→ **DIRECTIONS**
Copy out word for word everything in the tunnel passage below from "I don’t share" down to "seen.   No light.".

[EXTRACT start]

We continue in this vein for a few minutes and then I find myself in a very strange situation. I am old enough to be his father, for God’s sake, but Alex’s enormous personality somehow makes me the timid younger brother who would do anything for the big brother’s approval.   Of course we walk into the tunnel.   Of course, we have no light source.   Of course, within 200 feet, we can’t see anything: rails, ties, walls, each other, our hands in front of our faces and, least of all, any light from the other end of the tunnel.

It takes forever.   We check in periodically.   We figure out that if we each walk just inside one of the rails, we can probe the rail with our toes and figure out where to put our feet.   The experience of absolutely no discernible light at all is very, very strange.   I experience terror, both rational and atavistic. The rational terror is this: I have spent perhaps 30 or 40 hours running on these tracks, and never yet encountered a train, but given the idiotic thing we are doing, one is practically guaranteed to appear. And then?   I can think of a few choices.   One, lie down in the gravel, hands over head, and hope the train isn’t dragging anything. Two, stand in one of the pockets between two of the ten- or twelve-inch ribs in the walls, press my face into the wall, and try not to fall backward in the roar and the shaking and the gut-loosening terror.   Even thinking about Option Two makes my guts feel funny.   Option Three is to jump in front of the train and abbreviate the terror.

I don’t share this with Alex.   We trudge, trip, trudge and strain our eyes.   For a while, I walk with my hands straight in front of me, irrationally scared that I’ll walk into something that will poke my eyes out.   We don’t talk much.

At one point, I trip and almost go down. We stop periodically, thinking we’ve heard something.   Our eyes play tricks; one of us says, “stop!” and we both strain our eyes to see the light that one of us thinks he’s seen.   No light.

[EXTRACT end]
[EXTRACTED DATA start]

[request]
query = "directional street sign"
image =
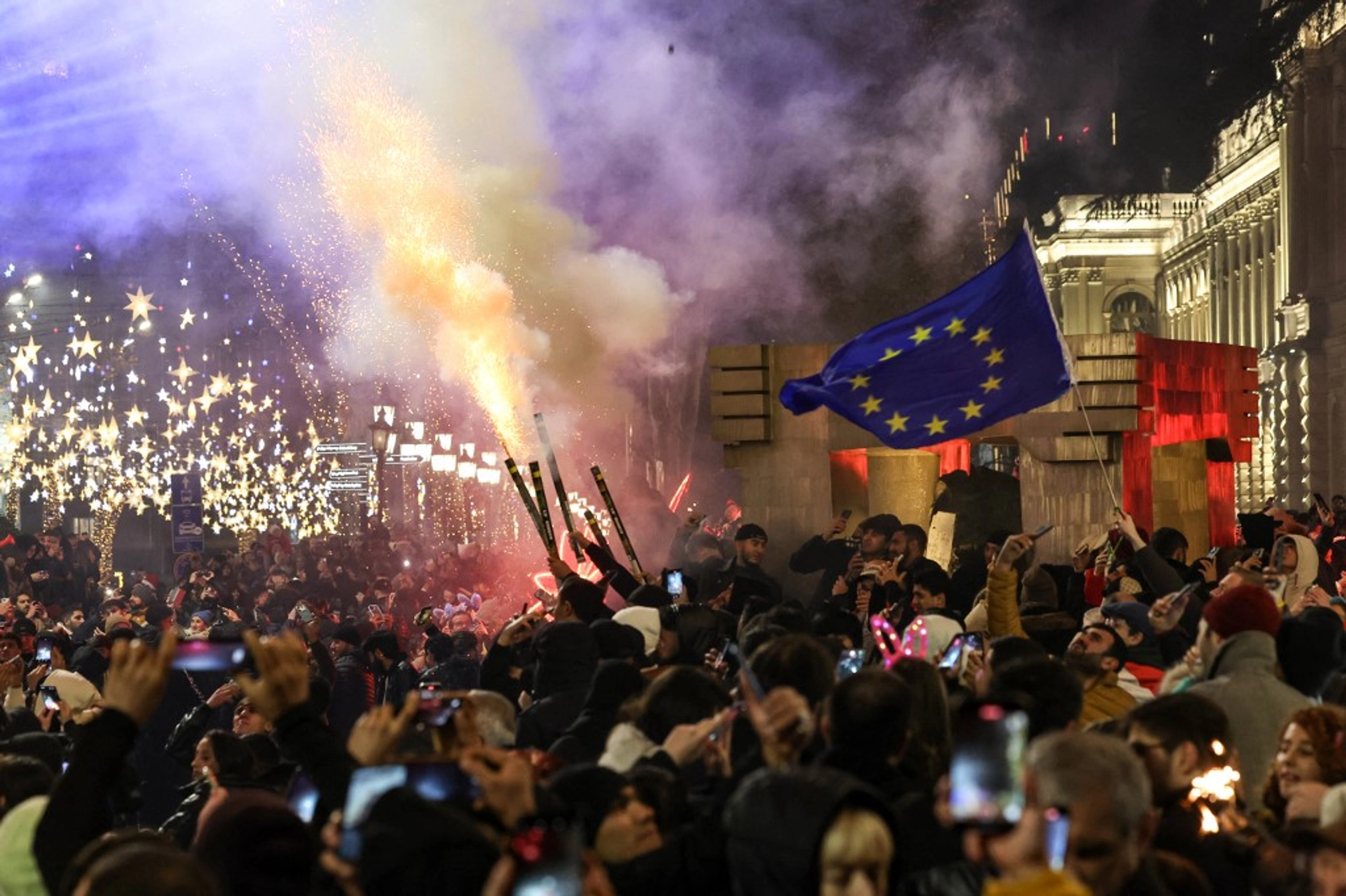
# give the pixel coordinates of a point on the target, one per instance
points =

[EXTRACTED DATA end]

→ **WRITTEN REPLY**
I don’t share this with Alex.   We trudge, trip, trudge and strain our eyes.   For a while, I walk with my hands straight in front of me, irrationally scared that I’ll walk into something that will poke my eyes out.   We don’t talk much.

At one point, I trip and almost go down. We stop periodically, thinking we’ve heard something.   Our eyes play tricks; one of us says, “stop!” and we both strain our eyes to see the light that one of us thinks he’s seen.   No light.